- _Trecho do documento_:
Terça-feira, 11.11.08

Feira do livro, o macaco e os arco-íris subversivos

José Carlos Machado dos Santos

 

Mais de quarenta anos atrás, em novembro de 1964, por ocasião da 10ª Feira do Livro, o centro de  Porto Alegre viveu um momento inesquecível. Naquela tarde, um grupo de militantes do Partido Comunista organizou uma manifestação que, insuspeitada e espontaneamente, acabou envolvendo milhares de pessoas.

 

A manifestação era simples. Discretamente foi solto na Praça da Alfândega um macaco, conduzindo no pescoço uma pequena tabuleta em que estavam manuscritas algumas críticas à política salarial do Governo Federal.

 

O macaco começou a chamar a atenção das pessoas, andando desajeitadamente por entre os canteiros da praça. Dali a pouco, foi percebido pela Guarda Civil. Os guardas tentaram capturar o macaco e este subiu, com agilidade, na árvore mais próxima que encontrou.

 

Lá de cima, instalado no primeiro galho, o macaco ainda carregava a tabuleta e, contam alguns, mostrava-a de um lado ao outro, para as pessoas no chão, provocando risos e causando a maior irritação nos guardas.

 

Impotentes, estes pediram reforço de tropa. Em seguida chegou uma viatura da rádio-patrulha, que após avaliar a dimensão da ocorrência, chamou pelo rádio de emergência, ao Corpo de Bombeiros. Já estavam lá então aglomeradas umas 500 pessoas.

 

Os bombeiros vieram com uma viatura dotada de escadas elásticas e as posicionaram até bem próximo do local onde estava o macaco. Um soldado subiu a escada com uma rede especial e tentou encaçapar o bicho. Este fugiu de seu alcance para um galho mais alto da árvore. Nova tentativa e nada. Raios! Agora o macaco até trocara de árvore e já estava lá nos jacarandás mais altos, junto à rua da Praia.

- _Faça isto_:
Que cidades, praças e ruas o texto sobre o macaco na Feira do Livro cita pelo nome?

- _Registros_:
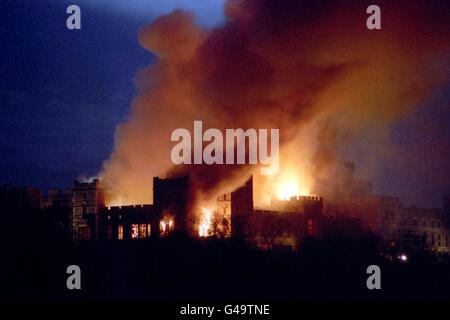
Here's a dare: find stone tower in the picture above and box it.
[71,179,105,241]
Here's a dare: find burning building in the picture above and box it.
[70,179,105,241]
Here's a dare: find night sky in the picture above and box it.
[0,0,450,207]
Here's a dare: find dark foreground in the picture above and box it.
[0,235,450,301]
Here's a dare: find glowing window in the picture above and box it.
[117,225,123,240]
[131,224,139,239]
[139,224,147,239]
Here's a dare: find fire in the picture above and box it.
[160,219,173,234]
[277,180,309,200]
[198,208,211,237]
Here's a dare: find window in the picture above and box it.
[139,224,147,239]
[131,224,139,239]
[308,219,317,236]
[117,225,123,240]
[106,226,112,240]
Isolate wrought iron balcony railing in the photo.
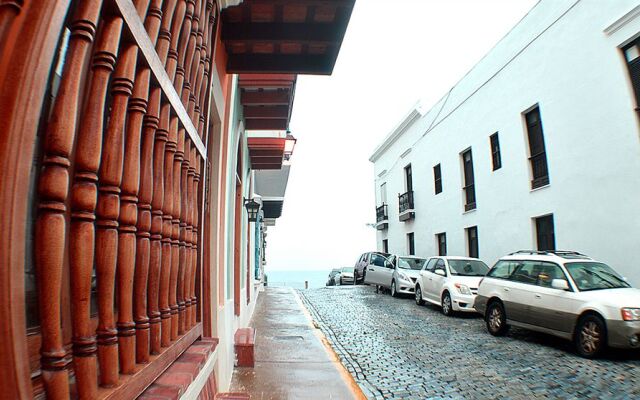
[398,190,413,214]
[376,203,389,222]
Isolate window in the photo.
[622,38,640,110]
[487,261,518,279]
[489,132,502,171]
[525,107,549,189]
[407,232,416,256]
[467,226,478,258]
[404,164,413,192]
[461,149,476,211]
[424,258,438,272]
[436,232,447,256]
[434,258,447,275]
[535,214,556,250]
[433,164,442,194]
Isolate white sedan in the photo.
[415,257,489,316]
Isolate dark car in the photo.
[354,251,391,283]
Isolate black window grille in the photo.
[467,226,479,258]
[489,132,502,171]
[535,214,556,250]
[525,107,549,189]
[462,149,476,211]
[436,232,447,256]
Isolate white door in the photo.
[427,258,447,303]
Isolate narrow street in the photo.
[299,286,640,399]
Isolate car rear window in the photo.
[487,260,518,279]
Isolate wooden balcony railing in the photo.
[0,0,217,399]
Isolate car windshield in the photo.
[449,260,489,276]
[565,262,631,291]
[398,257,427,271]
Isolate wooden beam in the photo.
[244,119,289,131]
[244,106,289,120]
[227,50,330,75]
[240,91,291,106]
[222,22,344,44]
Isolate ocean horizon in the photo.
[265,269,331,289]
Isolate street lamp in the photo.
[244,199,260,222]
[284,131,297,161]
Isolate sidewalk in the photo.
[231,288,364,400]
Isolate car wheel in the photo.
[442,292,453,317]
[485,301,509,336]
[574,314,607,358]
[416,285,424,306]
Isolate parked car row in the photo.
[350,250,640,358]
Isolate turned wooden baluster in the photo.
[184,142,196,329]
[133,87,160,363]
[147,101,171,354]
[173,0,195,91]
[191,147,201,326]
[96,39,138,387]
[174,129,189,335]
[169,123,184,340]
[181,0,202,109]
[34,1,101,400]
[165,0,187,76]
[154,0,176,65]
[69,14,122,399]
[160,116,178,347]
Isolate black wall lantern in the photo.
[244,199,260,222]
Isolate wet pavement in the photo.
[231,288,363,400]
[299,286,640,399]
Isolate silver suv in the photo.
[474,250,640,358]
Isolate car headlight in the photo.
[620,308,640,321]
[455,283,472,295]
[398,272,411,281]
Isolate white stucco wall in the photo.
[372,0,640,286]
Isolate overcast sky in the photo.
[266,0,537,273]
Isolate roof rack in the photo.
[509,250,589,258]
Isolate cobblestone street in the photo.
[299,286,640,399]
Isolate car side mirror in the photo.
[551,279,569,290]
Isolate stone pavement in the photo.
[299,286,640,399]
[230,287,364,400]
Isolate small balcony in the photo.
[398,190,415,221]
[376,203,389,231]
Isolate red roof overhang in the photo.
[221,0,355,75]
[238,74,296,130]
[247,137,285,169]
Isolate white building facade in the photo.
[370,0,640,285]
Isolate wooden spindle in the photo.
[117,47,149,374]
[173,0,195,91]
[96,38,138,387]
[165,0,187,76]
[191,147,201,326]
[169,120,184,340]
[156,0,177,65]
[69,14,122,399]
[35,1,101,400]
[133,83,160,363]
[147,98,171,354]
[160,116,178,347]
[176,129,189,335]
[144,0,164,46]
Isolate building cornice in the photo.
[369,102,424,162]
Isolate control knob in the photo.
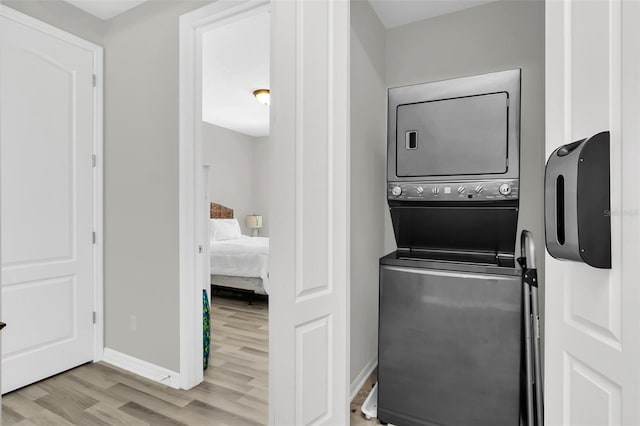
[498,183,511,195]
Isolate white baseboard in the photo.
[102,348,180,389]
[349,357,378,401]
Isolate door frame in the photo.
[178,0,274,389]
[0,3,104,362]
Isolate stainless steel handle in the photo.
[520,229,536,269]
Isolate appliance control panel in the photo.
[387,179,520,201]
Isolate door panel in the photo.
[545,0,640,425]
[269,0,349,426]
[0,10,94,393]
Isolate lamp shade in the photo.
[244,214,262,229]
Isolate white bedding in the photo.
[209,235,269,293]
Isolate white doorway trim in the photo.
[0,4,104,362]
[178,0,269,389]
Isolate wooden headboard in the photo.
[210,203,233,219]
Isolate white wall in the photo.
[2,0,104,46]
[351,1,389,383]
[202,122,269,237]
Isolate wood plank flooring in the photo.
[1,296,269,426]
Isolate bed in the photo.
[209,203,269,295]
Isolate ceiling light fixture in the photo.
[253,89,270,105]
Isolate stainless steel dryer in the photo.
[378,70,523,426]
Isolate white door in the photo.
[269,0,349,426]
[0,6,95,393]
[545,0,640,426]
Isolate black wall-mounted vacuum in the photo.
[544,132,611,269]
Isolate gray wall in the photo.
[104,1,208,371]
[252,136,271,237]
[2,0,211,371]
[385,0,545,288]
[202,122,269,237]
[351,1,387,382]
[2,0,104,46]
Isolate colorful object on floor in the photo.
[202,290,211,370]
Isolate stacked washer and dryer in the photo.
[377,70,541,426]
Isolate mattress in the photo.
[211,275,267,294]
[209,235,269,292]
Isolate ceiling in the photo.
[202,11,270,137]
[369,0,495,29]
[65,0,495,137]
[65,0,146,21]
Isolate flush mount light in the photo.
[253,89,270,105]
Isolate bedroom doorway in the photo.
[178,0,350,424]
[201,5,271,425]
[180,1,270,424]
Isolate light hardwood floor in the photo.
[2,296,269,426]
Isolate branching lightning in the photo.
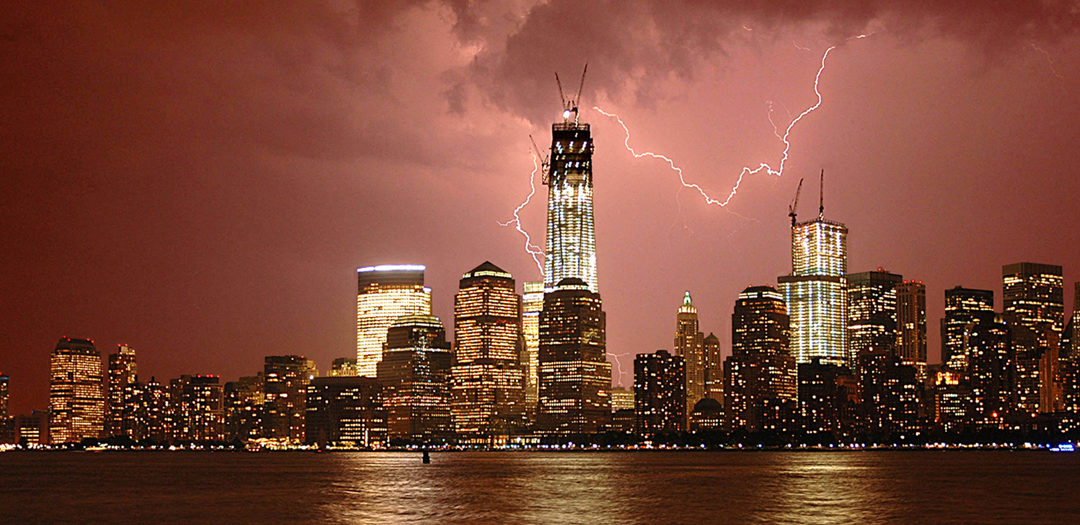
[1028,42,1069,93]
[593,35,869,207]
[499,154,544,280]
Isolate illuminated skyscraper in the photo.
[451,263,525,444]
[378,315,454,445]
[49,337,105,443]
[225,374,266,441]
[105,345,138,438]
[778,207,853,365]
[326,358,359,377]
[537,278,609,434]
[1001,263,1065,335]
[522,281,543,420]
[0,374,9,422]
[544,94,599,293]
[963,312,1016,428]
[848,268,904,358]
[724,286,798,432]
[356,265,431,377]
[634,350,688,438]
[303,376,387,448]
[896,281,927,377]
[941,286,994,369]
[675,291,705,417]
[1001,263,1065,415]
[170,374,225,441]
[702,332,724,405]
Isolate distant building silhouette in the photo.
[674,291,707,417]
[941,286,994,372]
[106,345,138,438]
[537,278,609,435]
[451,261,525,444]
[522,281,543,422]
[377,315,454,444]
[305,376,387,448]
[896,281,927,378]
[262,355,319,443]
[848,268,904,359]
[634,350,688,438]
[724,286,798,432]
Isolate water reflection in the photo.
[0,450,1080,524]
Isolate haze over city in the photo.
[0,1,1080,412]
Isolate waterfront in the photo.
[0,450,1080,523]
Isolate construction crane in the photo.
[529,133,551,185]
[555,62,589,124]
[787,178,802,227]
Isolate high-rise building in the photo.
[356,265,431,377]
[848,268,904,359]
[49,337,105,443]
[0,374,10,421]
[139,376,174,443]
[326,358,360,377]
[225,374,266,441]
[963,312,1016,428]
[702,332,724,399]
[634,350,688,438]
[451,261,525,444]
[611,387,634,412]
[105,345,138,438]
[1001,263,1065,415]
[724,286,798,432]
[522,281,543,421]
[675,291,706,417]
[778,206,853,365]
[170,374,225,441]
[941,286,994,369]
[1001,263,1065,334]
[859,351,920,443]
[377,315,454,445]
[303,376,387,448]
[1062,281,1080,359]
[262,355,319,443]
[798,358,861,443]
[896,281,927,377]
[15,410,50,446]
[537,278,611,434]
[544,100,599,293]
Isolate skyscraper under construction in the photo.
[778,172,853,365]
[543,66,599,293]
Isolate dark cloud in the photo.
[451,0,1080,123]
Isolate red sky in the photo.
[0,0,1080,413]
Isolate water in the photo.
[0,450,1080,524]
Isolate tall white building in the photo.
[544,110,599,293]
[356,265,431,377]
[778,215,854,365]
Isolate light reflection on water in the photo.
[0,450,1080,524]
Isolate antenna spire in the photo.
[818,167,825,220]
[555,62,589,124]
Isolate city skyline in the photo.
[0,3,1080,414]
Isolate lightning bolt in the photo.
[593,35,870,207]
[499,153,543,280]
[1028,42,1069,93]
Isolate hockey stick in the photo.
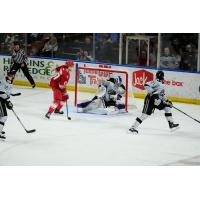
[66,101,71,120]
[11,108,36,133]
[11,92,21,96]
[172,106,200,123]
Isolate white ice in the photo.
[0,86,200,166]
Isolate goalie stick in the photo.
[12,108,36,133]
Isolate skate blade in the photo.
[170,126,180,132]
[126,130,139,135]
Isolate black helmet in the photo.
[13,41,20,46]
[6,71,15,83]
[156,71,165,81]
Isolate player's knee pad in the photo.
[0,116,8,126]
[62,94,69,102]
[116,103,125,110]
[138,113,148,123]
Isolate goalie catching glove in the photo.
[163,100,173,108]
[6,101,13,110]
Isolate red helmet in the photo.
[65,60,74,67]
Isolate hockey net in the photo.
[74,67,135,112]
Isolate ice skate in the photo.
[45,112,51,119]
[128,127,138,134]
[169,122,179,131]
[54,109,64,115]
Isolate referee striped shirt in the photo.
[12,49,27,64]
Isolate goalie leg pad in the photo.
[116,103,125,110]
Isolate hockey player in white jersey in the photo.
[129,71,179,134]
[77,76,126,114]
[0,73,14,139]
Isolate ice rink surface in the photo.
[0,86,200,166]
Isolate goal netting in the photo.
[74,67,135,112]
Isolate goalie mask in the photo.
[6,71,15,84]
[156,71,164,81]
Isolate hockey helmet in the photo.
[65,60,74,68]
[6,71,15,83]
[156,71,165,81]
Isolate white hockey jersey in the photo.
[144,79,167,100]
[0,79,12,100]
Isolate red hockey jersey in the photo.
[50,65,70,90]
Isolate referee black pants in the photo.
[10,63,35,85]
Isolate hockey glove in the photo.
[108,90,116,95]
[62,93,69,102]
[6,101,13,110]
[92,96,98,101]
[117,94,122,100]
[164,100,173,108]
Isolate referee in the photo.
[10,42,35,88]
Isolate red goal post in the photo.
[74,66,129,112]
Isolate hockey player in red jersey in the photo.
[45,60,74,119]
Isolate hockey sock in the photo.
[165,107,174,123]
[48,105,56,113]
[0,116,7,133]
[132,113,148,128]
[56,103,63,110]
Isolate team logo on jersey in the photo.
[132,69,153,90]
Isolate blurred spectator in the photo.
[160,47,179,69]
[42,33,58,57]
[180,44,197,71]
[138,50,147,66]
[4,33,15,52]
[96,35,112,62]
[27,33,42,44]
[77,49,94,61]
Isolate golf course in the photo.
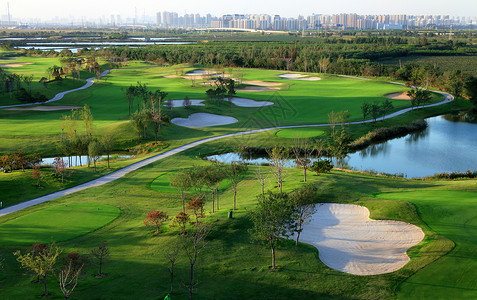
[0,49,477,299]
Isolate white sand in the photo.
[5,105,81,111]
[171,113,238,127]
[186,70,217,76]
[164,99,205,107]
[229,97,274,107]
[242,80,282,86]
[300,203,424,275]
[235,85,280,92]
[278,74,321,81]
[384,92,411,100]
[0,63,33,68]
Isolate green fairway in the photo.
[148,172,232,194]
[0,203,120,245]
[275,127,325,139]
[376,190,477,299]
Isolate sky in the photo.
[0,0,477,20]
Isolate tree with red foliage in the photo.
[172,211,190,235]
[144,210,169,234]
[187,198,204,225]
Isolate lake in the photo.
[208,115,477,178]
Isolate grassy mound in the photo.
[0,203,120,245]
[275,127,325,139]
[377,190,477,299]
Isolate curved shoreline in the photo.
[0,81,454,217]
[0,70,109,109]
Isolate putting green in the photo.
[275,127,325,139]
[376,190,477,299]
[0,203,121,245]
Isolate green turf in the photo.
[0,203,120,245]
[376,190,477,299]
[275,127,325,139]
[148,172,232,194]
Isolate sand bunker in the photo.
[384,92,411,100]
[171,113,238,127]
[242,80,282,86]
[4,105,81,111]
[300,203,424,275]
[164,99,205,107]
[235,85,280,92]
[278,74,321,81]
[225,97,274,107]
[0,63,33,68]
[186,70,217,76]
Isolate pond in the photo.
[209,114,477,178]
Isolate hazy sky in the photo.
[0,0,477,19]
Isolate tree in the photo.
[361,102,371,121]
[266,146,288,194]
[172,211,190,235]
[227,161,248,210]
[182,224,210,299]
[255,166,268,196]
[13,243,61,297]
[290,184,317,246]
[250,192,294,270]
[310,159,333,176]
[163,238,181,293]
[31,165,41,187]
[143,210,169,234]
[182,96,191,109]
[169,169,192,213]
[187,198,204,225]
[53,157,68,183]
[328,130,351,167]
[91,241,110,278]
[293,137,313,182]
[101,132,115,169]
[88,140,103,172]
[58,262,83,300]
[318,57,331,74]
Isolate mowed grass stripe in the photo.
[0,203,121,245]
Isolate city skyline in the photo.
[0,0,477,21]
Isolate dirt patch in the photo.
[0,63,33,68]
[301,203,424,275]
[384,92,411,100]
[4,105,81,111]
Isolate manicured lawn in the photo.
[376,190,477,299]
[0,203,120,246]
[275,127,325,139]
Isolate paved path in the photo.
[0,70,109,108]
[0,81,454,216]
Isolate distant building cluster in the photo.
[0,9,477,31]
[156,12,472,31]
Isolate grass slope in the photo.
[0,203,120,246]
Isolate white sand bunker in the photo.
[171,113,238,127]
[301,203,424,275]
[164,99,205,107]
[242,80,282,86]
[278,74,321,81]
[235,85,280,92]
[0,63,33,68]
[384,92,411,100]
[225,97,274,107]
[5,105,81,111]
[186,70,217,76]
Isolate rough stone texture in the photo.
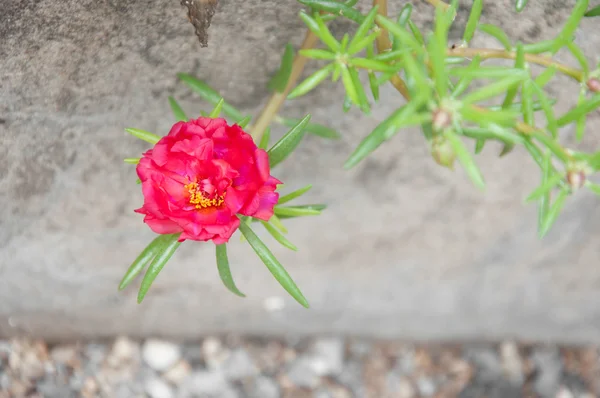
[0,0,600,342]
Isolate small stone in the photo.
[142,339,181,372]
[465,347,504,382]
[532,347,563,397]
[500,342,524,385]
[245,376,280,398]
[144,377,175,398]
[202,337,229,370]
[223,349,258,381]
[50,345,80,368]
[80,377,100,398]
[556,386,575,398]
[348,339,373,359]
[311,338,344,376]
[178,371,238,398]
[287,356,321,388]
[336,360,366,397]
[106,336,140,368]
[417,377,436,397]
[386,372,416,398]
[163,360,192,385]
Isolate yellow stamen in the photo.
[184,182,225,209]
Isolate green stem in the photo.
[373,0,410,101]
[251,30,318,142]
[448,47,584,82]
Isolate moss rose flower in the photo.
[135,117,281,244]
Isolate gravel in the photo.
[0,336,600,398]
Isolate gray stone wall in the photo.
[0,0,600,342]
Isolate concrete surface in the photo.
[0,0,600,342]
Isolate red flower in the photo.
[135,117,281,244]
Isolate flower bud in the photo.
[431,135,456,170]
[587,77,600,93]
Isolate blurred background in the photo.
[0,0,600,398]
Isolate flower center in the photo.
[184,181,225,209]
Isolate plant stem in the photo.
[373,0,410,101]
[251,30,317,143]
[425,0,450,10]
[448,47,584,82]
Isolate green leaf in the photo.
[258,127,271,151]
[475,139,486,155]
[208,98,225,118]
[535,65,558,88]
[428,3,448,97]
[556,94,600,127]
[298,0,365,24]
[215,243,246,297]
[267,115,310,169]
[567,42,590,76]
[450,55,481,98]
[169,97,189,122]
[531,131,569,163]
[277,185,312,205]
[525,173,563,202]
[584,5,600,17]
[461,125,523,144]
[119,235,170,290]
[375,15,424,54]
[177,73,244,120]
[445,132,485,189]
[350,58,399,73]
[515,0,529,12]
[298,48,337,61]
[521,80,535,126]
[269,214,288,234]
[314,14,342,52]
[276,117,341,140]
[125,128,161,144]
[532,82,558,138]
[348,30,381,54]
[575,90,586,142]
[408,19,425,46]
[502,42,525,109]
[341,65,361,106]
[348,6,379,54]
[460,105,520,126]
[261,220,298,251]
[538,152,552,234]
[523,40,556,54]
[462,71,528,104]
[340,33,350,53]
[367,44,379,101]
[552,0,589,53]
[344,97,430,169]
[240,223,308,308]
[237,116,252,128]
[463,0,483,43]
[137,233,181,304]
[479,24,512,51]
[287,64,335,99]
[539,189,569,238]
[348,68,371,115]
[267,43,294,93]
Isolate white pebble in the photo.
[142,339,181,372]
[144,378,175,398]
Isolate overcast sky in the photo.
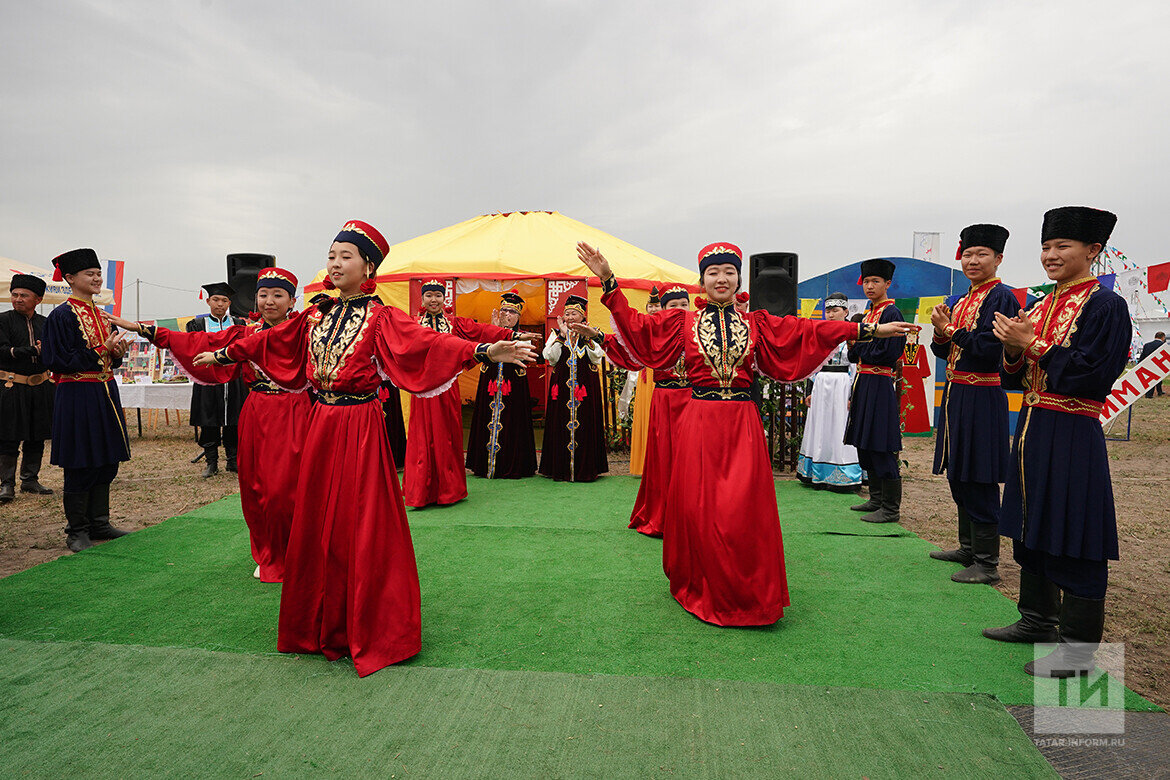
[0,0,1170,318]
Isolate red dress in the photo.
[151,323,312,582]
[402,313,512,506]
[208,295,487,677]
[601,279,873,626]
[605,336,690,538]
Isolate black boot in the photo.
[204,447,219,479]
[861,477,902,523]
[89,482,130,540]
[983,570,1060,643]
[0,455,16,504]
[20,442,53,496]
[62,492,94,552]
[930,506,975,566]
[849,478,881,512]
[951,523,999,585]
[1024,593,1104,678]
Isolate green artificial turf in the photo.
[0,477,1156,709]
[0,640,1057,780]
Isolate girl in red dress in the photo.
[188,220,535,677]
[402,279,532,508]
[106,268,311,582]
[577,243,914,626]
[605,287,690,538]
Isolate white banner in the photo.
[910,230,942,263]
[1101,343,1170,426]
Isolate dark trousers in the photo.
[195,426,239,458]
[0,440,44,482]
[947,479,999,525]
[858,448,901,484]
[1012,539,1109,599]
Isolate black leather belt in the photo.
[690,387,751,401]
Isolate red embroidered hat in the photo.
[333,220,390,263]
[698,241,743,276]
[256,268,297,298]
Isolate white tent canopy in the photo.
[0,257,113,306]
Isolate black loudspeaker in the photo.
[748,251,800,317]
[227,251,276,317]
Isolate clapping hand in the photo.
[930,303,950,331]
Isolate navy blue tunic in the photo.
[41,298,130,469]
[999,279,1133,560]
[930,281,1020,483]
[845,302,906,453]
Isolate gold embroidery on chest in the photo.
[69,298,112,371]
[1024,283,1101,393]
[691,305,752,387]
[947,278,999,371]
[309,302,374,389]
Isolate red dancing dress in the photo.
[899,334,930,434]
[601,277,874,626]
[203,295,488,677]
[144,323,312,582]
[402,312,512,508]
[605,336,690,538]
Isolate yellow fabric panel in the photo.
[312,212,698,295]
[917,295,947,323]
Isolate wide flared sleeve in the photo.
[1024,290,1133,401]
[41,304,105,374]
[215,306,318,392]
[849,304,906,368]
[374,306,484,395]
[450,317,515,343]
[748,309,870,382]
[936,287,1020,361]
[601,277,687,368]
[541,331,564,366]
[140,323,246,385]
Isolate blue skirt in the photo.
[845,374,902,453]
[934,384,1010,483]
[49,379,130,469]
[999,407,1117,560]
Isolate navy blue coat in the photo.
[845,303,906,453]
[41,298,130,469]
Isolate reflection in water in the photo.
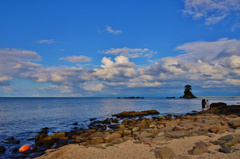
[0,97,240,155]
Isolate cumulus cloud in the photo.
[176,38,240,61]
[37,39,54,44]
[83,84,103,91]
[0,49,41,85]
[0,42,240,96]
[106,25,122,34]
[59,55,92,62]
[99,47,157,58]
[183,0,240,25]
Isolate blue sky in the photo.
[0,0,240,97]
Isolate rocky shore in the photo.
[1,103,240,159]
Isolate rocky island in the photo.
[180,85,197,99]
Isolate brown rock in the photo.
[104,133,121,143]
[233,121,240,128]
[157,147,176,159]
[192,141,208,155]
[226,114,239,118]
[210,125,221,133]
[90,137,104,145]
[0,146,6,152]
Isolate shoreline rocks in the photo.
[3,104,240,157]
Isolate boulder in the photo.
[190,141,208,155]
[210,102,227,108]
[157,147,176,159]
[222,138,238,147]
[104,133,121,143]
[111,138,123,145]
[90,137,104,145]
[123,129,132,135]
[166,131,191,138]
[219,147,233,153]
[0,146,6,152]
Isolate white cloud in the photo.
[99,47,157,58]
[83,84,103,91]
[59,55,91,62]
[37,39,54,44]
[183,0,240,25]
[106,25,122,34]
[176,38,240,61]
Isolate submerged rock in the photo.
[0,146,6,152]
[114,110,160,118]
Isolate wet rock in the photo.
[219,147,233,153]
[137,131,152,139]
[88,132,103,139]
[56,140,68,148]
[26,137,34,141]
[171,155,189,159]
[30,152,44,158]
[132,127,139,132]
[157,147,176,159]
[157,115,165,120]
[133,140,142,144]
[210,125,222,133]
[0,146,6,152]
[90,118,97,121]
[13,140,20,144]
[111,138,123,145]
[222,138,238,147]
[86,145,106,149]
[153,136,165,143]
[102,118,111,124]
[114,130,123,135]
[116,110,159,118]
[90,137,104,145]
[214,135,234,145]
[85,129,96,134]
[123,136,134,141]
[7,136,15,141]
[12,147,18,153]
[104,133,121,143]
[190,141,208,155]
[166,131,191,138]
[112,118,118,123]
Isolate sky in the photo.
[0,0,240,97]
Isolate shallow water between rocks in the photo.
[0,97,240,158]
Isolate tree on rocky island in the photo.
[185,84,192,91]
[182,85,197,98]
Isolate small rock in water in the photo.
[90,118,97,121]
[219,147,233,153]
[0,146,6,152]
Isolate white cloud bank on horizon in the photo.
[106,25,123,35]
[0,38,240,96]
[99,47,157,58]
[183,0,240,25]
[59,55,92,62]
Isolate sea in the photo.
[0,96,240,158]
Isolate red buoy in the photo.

- _Solução da tarefa_:
Porto Alegre, Praça da Alfândega e rua da Praia.